Jobs —
[a] In the Privacy Act decision below, why did the attorney from the Agency's Office of the General Counsel request the Union representatives' unredacted performance standards and appraisals? Answer in one to three sentences.
[b] Write the next part of the Privacy Act decision below, beginning immediately after its final sentence.

Source text —
>> begin
DEPARTMENT OF VETERANS AFFAIRS

VETERANS BENEFIT ADMINISTRATION

NASHVILLE REGIONAL OFFICE

(Agency)

 

and

 

AMERICAN FEDERATION

OF GOVERNMENT EMPLOYEES

LOCAL 2470

(Union)

 

0‑AR‑5388

 

_____

 

DECISION

 

September 9, 2019

 

_____

 

Before the Authority:  Colleen Duffy Kiko, Chairman, and Ernest DuBester and James T. Abbott, Members

(Member Abbott concurring;

Member DuBester dissenting)

 

  1.         Statement of the Case

 

In this case, we find the Privacy Act[1] was not violated by the Agency’s action of handing unredacted copies of performance evaluations to its in-house counsel, and so, there was no violation of the parties’ agreement.  Arbitrator Ed W. Bankston found that the Agency violated the Privacy Act and ordered the Agency to pay penalties as a result.  We vacate the award.[2]

 

  1. Background and Arbitrator’s Award

 

The relevant facts in this case are not complicated, nor are they disputed.

 

On June 22, 2016, the Union filed a grievance alleging that the Agency had not properly communicated all performance standards to bargaining‑unit employees within thirty days of the beginning of the performance year (performance year 2016).[3]  While the parties were preparing to arbitrate that dispute, an attorney from the Agency’s Office of the General Counsel (OGC) requested and obtained from the Agency’s human resources office the unredacted performance standards and appraisals of the Union representatives who were handling the performance‑standards grievance and who the attorney believed might need to testify at the arbitration hearing on that grievance.  The OGC attorney thought that the representatives’ acknowledged receipt of those standards might show that the grievance was untimely or estopped.  The arbitration hearing on the performance‑standards grievance occurred on July 17, 2017.[4]

 

Promptly after that arbitration hearing, the Union filed the grievance at issue here.  The Union alleged that the release of the unredacted                    2016 performance appraisals of the Union representatives to the Agency’s attorney, without their consent, was a violation of the Privacy Act.[5]  The parties could not agree on a resolution, and the Union invoked arbitration.

 

As relevant to our decision today, in an award dated May 14, 2018, the Arbitrator determined that the release of the performance appraisals to the          Agency’s attorney violated the Privacy Act because the release was “unauthorized.”[6]  He also found that the Agency violated provisions of the parties’          collective-bargaining agreement that required compliance with the Privacy Act.
>> end
Listing —
>> begin
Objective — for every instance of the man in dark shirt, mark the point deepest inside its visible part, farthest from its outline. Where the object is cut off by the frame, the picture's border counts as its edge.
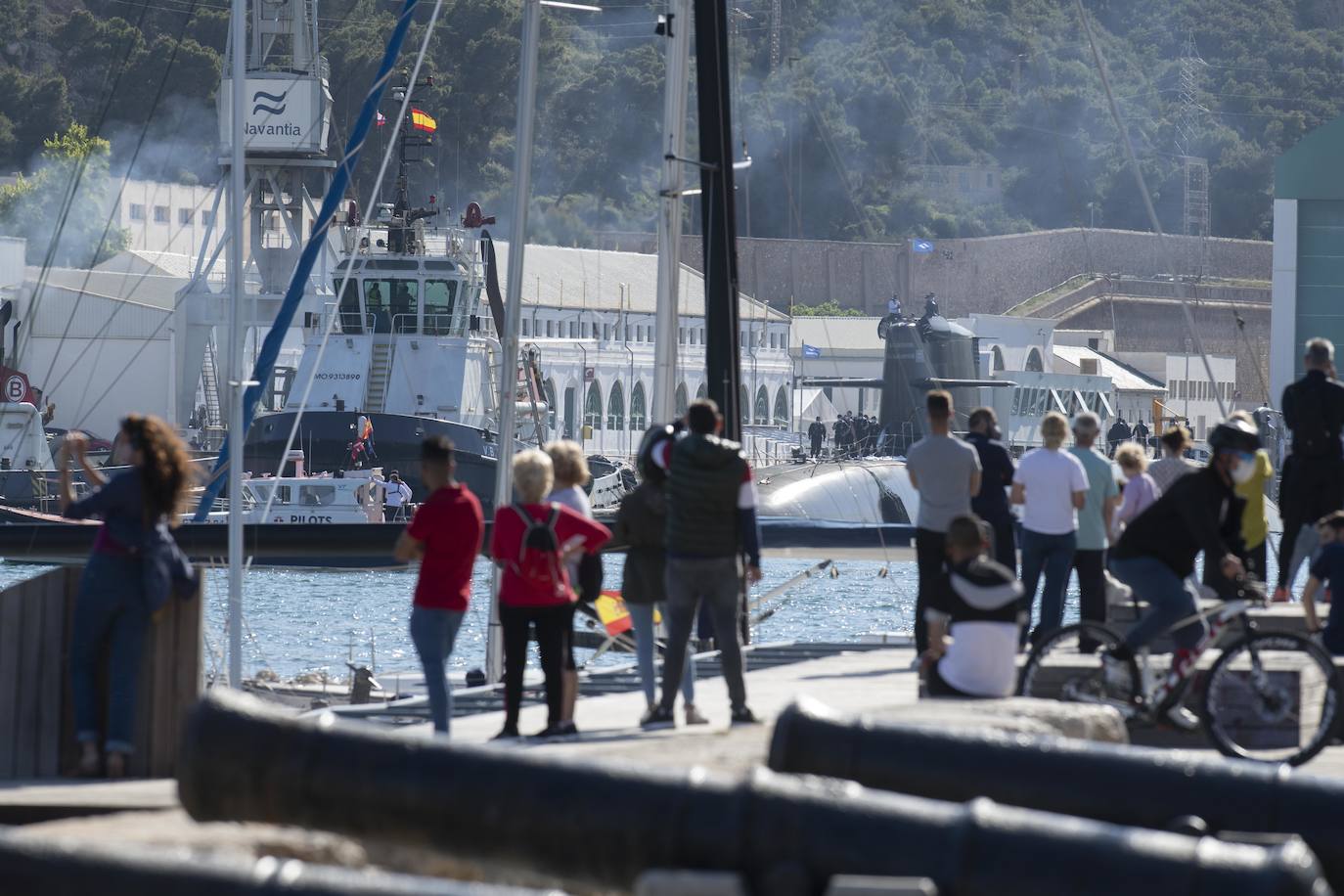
>> end
>> begin
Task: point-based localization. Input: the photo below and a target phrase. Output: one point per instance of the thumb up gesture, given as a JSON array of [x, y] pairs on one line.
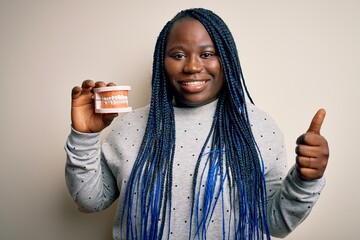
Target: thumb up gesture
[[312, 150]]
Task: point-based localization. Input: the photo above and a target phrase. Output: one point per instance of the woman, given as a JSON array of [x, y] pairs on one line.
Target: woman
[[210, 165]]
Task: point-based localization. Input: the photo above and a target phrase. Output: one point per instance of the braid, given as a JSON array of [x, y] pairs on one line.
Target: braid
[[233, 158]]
>> end
In response —
[a] The attorney believed that the Union representatives handling the performance-standards grievance might need to testify at the arbitration hearing. The attorney also thought that their acknowledged receipt of those standards might show that the grievance was untimely or estopped.

[b]
 

The Arbitrator rejected the Agency’s assertion that the OGC attorney needed the standards and appraisals to prepare to arbitrate the               performance-standards grievance.  The Arbitrator found that the Agency’s timeliness and estoppel theories in the performance‑standards case lacked merit, and he noted that the Agency never called any of the                     Union representatives to testify in the previous arbitration.  Further, the Arbitrator found that, if the    OGC attorney could lawfully access the                    Union representatives’ performance appraisals here, then “every filing of a grievance would justify an illicit look    at an unredacted performance appraisal” for a           Union representative.[7]

 

The Agency filed exceptions to the award on June 13, 2018.  The Union filed an opposition to the Agency’s exceptions on July 9, 2018.

 

  1. Analysis and Conclusion:  The award is contrary to the Privacy Act.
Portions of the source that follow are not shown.